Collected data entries
※

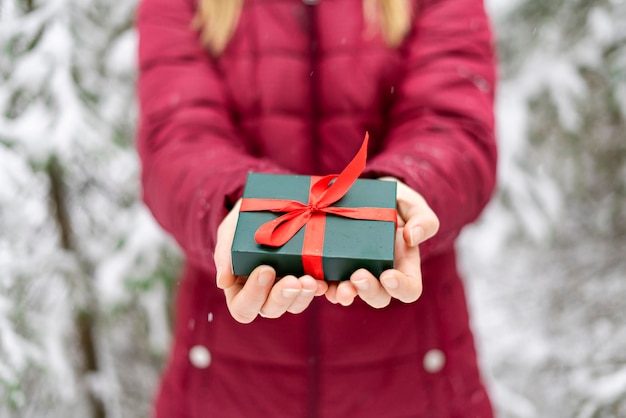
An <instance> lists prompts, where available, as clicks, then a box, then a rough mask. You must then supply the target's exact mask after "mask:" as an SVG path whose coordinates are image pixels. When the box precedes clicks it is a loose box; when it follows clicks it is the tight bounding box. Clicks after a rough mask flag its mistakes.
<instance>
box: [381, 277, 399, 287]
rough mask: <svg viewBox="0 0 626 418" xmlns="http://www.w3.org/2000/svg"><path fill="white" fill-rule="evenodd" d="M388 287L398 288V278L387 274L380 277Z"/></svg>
mask: <svg viewBox="0 0 626 418" xmlns="http://www.w3.org/2000/svg"><path fill="white" fill-rule="evenodd" d="M380 280H381V281H382V282H383V285H385V287H386V288H388V289H397V288H398V286H399V283H398V279H396V278H395V277H393V276H385V277H381V279H380Z"/></svg>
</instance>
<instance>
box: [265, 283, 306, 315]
mask: <svg viewBox="0 0 626 418" xmlns="http://www.w3.org/2000/svg"><path fill="white" fill-rule="evenodd" d="M301 293H302V284H301V283H300V281H299V280H298V279H297V278H296V277H295V276H285V277H283V278H282V279H280V280H279V281H278V282H277V283H276V284H275V285H274V287H273V288H272V290H271V291H270V293H269V295H268V297H267V300H266V301H265V303H264V304H263V305H262V306H261V308H260V309H259V311H260V313H261V315H262V316H263V317H264V318H278V317H280V316H282V315H283V314H284V313H285V312H287V309H288V308H289V306H291V304H292V303H294V301H295V300H296V299H297V298H298V297H299V296H300V294H301Z"/></svg>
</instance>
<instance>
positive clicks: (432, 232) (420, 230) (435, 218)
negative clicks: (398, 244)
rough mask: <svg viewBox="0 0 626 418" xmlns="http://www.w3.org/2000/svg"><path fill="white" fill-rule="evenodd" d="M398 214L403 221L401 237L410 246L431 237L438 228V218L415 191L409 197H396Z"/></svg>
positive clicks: (419, 195)
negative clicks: (402, 228)
mask: <svg viewBox="0 0 626 418" xmlns="http://www.w3.org/2000/svg"><path fill="white" fill-rule="evenodd" d="M398 215H399V216H400V217H401V218H402V219H404V221H405V224H404V230H403V237H404V240H405V242H406V243H407V244H408V245H409V246H411V247H416V246H418V245H419V244H420V243H422V242H424V241H426V240H427V239H429V238H431V237H433V236H434V235H435V234H436V233H437V231H438V230H439V218H437V215H435V212H433V210H432V209H431V208H430V206H428V204H427V203H426V200H424V198H423V197H421V196H420V195H419V194H417V193H415V195H413V196H410V199H404V198H401V197H399V198H398Z"/></svg>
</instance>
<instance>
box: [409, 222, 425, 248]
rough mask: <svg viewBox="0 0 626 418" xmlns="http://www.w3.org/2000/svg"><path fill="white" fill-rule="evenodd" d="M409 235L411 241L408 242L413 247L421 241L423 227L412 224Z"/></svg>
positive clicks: (414, 246) (423, 228)
mask: <svg viewBox="0 0 626 418" xmlns="http://www.w3.org/2000/svg"><path fill="white" fill-rule="evenodd" d="M409 236H410V237H411V242H410V243H409V244H410V245H411V247H415V246H416V245H417V244H419V243H420V242H422V239H423V238H424V228H422V227H421V226H414V227H413V228H411V233H410V234H409Z"/></svg>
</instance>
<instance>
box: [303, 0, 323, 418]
mask: <svg viewBox="0 0 626 418" xmlns="http://www.w3.org/2000/svg"><path fill="white" fill-rule="evenodd" d="M302 1H303V3H304V4H305V5H306V9H307V15H308V16H307V17H308V19H307V23H308V32H309V59H310V65H309V70H310V76H309V79H310V82H311V146H310V150H311V155H312V156H313V164H312V166H313V167H312V168H313V170H314V173H313V174H318V171H319V156H318V152H319V151H318V147H317V146H316V144H318V143H319V138H318V128H317V122H318V120H319V107H318V106H319V103H318V102H319V99H318V85H317V80H318V79H319V78H318V74H317V54H318V45H317V42H318V41H317V39H318V37H317V17H316V13H315V6H316V5H317V3H319V0H302ZM316 302H317V301H316V300H313V302H312V303H311V305H310V306H309V350H310V354H309V382H310V383H309V384H310V388H309V405H308V414H307V415H308V418H317V417H318V416H319V401H320V394H319V390H320V370H319V317H318V316H319V305H318V304H317V303H316Z"/></svg>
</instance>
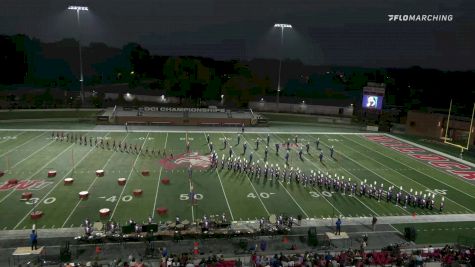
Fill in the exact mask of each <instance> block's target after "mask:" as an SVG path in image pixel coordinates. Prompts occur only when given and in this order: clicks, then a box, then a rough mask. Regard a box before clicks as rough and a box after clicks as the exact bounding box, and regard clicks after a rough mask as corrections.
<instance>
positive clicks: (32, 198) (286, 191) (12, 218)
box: [0, 130, 475, 230]
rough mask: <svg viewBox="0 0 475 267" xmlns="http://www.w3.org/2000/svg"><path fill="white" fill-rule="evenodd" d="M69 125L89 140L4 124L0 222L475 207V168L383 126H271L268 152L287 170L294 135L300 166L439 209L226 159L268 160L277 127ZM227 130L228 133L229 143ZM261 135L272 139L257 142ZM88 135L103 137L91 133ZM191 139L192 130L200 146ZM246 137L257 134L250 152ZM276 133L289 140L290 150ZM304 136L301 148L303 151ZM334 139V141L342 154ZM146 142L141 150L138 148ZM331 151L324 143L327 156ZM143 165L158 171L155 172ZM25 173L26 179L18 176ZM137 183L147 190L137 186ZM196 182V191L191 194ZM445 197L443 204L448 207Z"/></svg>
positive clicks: (2, 145)
mask: <svg viewBox="0 0 475 267" xmlns="http://www.w3.org/2000/svg"><path fill="white" fill-rule="evenodd" d="M208 134H209V136H210V140H211V142H212V143H213V148H214V150H215V151H216V152H217V154H218V157H219V163H220V164H219V167H218V168H216V169H211V168H210V167H209V165H210V149H209V144H208V142H207V135H208ZM63 135H64V136H66V135H72V136H74V135H76V136H83V137H85V138H86V140H88V142H87V144H86V145H84V143H83V144H80V143H79V141H77V142H76V141H74V142H68V141H67V140H66V138H64V140H63V141H60V140H59V138H56V135H55V136H54V138H53V137H52V132H50V131H42V130H36V131H22V130H18V131H13V130H12V131H0V170H1V171H3V172H4V175H3V177H0V214H1V220H0V230H11V229H29V228H31V227H32V224H36V227H37V228H40V229H41V228H48V229H50V228H69V227H79V226H81V224H82V223H83V221H84V219H86V218H89V219H91V220H93V221H96V220H100V219H101V218H100V216H99V210H100V209H103V208H107V209H109V210H110V215H109V217H108V218H109V219H112V220H115V221H118V222H120V223H121V224H124V223H125V222H126V221H127V220H128V219H133V220H135V221H138V222H142V221H146V220H147V218H148V217H149V216H152V217H153V219H154V220H156V221H161V222H165V221H174V220H175V217H176V216H178V217H180V218H181V219H182V220H184V219H187V220H191V221H195V220H198V219H201V218H202V217H203V216H204V215H206V216H212V215H216V216H221V215H222V214H223V213H224V214H225V215H226V216H227V218H229V219H231V220H232V221H249V220H255V219H256V218H261V217H264V218H268V217H269V216H270V215H272V214H276V215H279V214H285V215H288V216H294V217H296V216H297V215H301V216H302V217H303V218H309V219H322V218H329V217H332V218H335V217H339V216H340V217H343V218H349V217H368V216H373V215H376V216H378V217H381V216H399V215H400V216H403V215H412V216H414V215H416V214H417V215H428V214H473V213H475V212H474V211H475V184H474V183H473V181H474V178H475V172H474V171H475V168H473V167H472V166H471V165H468V164H465V163H459V162H457V161H455V160H454V159H450V158H448V157H447V156H444V155H439V154H436V153H434V152H433V151H429V150H427V149H424V148H418V147H414V146H412V145H411V144H409V143H406V142H404V141H400V140H399V139H396V138H395V137H391V136H386V135H382V134H350V133H299V134H298V141H297V144H295V141H294V139H295V134H289V133H279V132H274V133H270V142H269V148H268V158H267V161H268V164H269V165H271V164H272V165H274V166H275V165H276V164H278V166H279V167H280V168H281V170H282V169H283V168H284V163H285V159H284V156H285V148H286V146H287V140H290V143H291V146H290V154H289V155H290V158H289V166H291V167H293V168H294V169H296V168H299V169H300V170H301V172H304V173H307V174H309V173H310V171H311V170H313V171H315V172H318V171H320V172H322V173H327V172H328V173H329V174H331V175H332V176H334V175H335V174H336V175H338V177H340V179H342V180H345V181H346V180H348V178H351V182H352V183H356V184H357V185H358V186H359V185H360V183H361V182H364V181H366V184H371V185H373V184H374V185H376V187H377V188H380V187H381V186H382V188H384V190H388V188H389V187H390V186H394V187H395V188H397V189H398V190H397V191H400V190H401V191H403V192H410V190H413V191H414V192H416V191H417V192H421V194H422V195H424V194H427V195H429V194H430V195H431V196H432V195H434V198H435V208H434V209H425V208H424V209H423V208H420V207H412V206H407V207H404V206H403V205H395V203H394V202H389V203H388V202H387V201H386V199H385V197H383V199H382V200H381V201H378V200H377V199H374V198H369V197H366V196H363V197H359V196H354V195H351V194H349V193H346V194H345V193H342V192H335V191H334V190H328V189H327V188H325V187H323V188H321V187H318V186H312V185H309V184H308V185H305V186H304V185H303V184H302V183H297V182H295V181H291V182H290V183H289V182H287V181H285V182H284V181H283V180H282V179H279V180H276V179H269V178H264V177H263V176H261V177H260V178H256V177H254V176H252V175H249V174H246V173H245V172H235V171H233V170H228V168H227V167H225V168H223V169H222V168H221V159H222V157H223V155H224V156H225V157H226V158H227V157H228V155H229V146H232V147H233V153H234V155H235V156H239V157H241V158H242V159H249V154H250V152H251V151H252V152H253V162H257V161H259V162H260V164H261V166H262V163H263V162H264V157H265V156H264V150H265V146H266V139H267V134H266V133H262V134H259V133H244V134H243V135H242V137H241V140H240V144H239V145H237V134H236V133H229V132H228V133H224V132H223V133H221V132H209V133H207V132H196V131H194V132H189V133H188V132H178V131H176V132H125V131H124V132H119V131H112V132H100V131H66V130H65V131H64V132H63ZM224 138H227V139H228V140H229V141H228V145H227V148H226V149H224V144H223V140H224ZM258 138H259V139H260V140H261V142H260V144H259V148H258V149H257V148H256V140H257V139H258ZM317 138H319V140H320V144H319V149H317V147H316V143H315V141H316V140H317ZM89 140H93V141H94V142H95V140H98V141H99V142H98V144H97V145H96V144H95V143H94V142H93V143H92V144H90V143H89ZM101 140H104V141H103V142H104V145H103V148H102V147H101V145H100V141H101ZM186 140H188V141H189V142H190V148H191V151H190V152H189V153H186V145H185V144H186ZM113 142H115V143H116V144H119V143H120V144H121V145H122V146H123V145H124V144H127V146H130V147H131V148H132V150H131V151H129V152H125V151H122V152H121V151H120V149H118V148H116V149H113V148H112V144H113ZM244 142H247V143H248V148H247V151H246V154H243V145H242V144H243V143H244ZM107 143H109V149H108V148H107V145H106V144H107ZM276 143H278V144H280V151H279V153H276V147H275V144H276ZM307 143H308V144H309V145H310V149H309V153H307V151H306V148H305V145H306V144H307ZM301 146H302V147H303V156H302V159H300V158H299V155H298V151H299V147H301ZM331 146H334V148H335V153H334V157H333V158H331V157H330V151H329V147H331ZM135 147H137V151H139V150H141V151H142V152H141V153H136V152H135ZM152 150H153V151H154V154H153V155H152V153H151V152H152ZM146 151H147V153H146ZM158 151H160V154H159V155H157V154H158V153H157V152H158ZM164 151H165V152H166V153H165V155H164V154H163V152H164ZM320 151H322V152H323V155H324V157H323V161H322V162H320V159H319V154H320ZM190 164H191V165H192V166H193V171H192V178H191V179H189V174H188V167H189V165H190ZM51 170H55V171H56V176H54V177H48V171H51ZM96 170H104V176H102V177H99V176H96ZM144 171H149V173H150V174H149V175H144V173H143V172H144ZM343 177H344V178H343ZM65 178H73V179H74V182H73V183H72V184H71V185H65V183H64V179H65ZM118 178H125V179H126V183H125V185H119V184H118V182H117V180H118ZM14 179H16V180H17V182H16V183H13V182H11V181H10V180H14ZM166 180H169V183H166V182H164V181H166ZM401 187H402V189H400V188H401ZM135 190H142V192H143V193H142V194H141V195H139V196H136V195H134V191H135ZM81 191H87V192H88V193H89V197H88V199H86V200H81V199H80V198H79V192H81ZM191 191H192V192H193V194H194V198H195V201H191V200H190V196H193V195H192V194H190V192H191ZM25 192H31V193H32V196H31V198H30V199H28V200H22V194H23V193H25ZM395 192H396V191H395ZM442 198H443V199H444V208H443V210H442V211H439V203H440V202H441V201H442ZM157 208H166V209H167V213H166V214H158V213H157V212H156V209H157ZM35 211H41V212H42V213H43V216H42V217H41V218H39V219H36V220H33V219H32V218H31V216H30V214H31V213H32V212H35Z"/></svg>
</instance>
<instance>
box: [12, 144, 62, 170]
mask: <svg viewBox="0 0 475 267" xmlns="http://www.w3.org/2000/svg"><path fill="white" fill-rule="evenodd" d="M52 143H54V141H51V142H49V143H47V144H46V145H44V146H42V147H40V148H39V149H37V150H35V152H33V153H31V154H30V155H28V157H26V158H24V159H22V160H20V161H19V162H17V163H15V164H14V165H12V166H11V167H10V169H13V168H15V167H16V166H17V165H18V164H20V163H22V162H23V161H25V160H27V159H29V158H31V157H33V156H34V155H36V154H37V153H39V152H40V151H41V150H43V149H45V147H47V146H49V145H51V144H52ZM69 147H71V146H69ZM69 147H68V148H69Z"/></svg>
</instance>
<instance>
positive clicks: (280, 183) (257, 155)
mask: <svg viewBox="0 0 475 267" xmlns="http://www.w3.org/2000/svg"><path fill="white" fill-rule="evenodd" d="M243 138H244V140H246V142H247V138H245V137H244V136H243ZM262 140H265V139H264V138H263V139H262ZM281 140H282V139H281ZM269 145H270V144H269ZM256 155H257V156H258V157H259V158H260V159H262V156H261V155H260V154H259V153H256ZM262 162H264V161H262ZM279 184H280V185H281V186H282V187H283V188H284V190H285V192H287V195H289V197H290V198H291V199H292V201H294V203H295V205H297V207H299V209H300V211H302V213H303V214H304V215H305V216H306V218H309V217H310V216H308V214H307V213H306V212H305V211H304V210H303V208H302V207H301V206H300V204H299V203H297V201H296V200H295V198H294V197H293V196H292V195H291V194H290V192H289V191H288V190H287V188H286V187H285V186H284V185H283V184H282V182H281V181H279Z"/></svg>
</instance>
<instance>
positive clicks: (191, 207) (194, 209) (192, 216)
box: [188, 179, 195, 222]
mask: <svg viewBox="0 0 475 267" xmlns="http://www.w3.org/2000/svg"><path fill="white" fill-rule="evenodd" d="M188 182H189V183H190V192H192V191H193V185H192V184H191V179H189V181H188ZM192 197H193V198H194V197H195V196H194V195H192ZM193 202H195V200H194V199H192V200H191V221H192V222H194V221H195V209H194V208H193V206H194V203H193Z"/></svg>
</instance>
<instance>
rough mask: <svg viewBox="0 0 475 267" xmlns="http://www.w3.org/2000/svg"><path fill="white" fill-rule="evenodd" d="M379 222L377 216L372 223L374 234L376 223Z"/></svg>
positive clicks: (373, 218) (375, 217)
mask: <svg viewBox="0 0 475 267" xmlns="http://www.w3.org/2000/svg"><path fill="white" fill-rule="evenodd" d="M377 221H378V218H376V216H373V220H372V221H371V226H372V228H373V232H374V230H375V228H376V222H377Z"/></svg>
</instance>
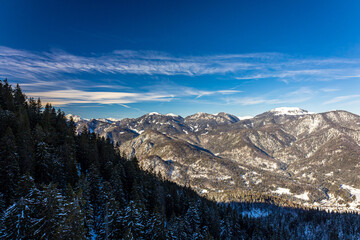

※

Which lines in the items above contain the string "positive", matching case exactly? Extract each such line in full.

positive clicks: (432, 232) (420, 230) (435, 218)
positive clicks: (419, 195)
positive clicks: (414, 246) (423, 228)
positive clicks: (32, 198) (286, 191) (12, 218)
positive clicks: (2, 145)
positive clicks: (280, 183) (257, 155)
positive clicks: (191, 207) (194, 209) (192, 216)
positive clicks: (373, 218) (375, 217)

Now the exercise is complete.